Task instructions: Work out how many lines in the records contain the word "below", and give that number alone.
Extracted material section start
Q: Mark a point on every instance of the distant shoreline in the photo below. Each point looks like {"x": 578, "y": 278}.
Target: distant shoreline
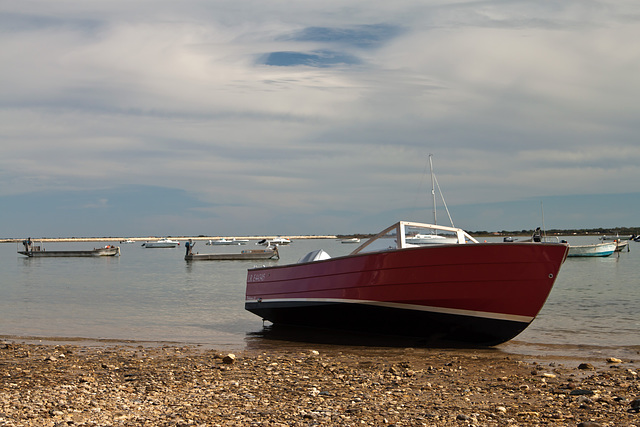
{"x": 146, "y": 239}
Extracted material section end
Extracted material section start
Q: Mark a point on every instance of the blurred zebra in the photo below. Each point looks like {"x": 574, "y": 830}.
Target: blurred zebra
Extracted material section end
Extracted material section start
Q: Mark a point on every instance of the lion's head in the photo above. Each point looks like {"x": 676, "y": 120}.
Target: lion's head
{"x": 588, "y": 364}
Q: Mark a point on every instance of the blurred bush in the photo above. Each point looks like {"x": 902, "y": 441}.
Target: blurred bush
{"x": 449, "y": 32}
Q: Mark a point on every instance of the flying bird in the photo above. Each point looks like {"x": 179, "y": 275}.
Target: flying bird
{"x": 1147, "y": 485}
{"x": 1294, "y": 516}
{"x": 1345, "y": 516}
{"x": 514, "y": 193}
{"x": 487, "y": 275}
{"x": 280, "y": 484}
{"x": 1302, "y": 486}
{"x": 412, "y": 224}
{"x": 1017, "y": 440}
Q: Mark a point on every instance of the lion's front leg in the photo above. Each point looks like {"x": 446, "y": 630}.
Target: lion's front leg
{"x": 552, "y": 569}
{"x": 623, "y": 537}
Extracted material section end
Answer space: 2